(Position identification records)
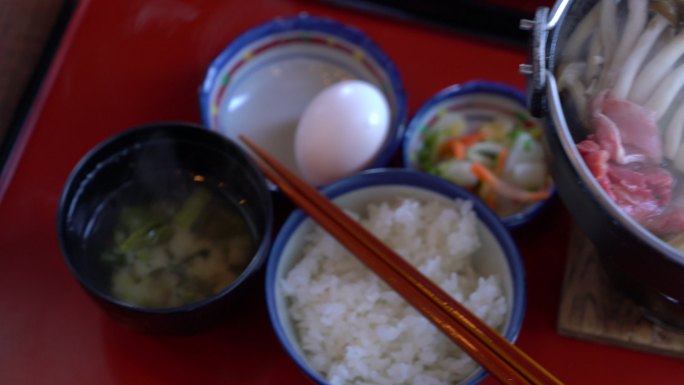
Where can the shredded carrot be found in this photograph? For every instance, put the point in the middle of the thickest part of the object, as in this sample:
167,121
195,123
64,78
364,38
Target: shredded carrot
501,162
457,146
505,189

- _AIM OF THE TASK_
Reproduce the data above line for line, omitting the pictures.

- _SOLUTION TO THIS PROBLEM_
Where can the shredded carrot be found in this photograph? For every instance, put the point in the middle of the thickest part of the object, as in this sample:
167,121
195,123
64,78
364,38
Target: shredded carrot
501,162
457,146
505,189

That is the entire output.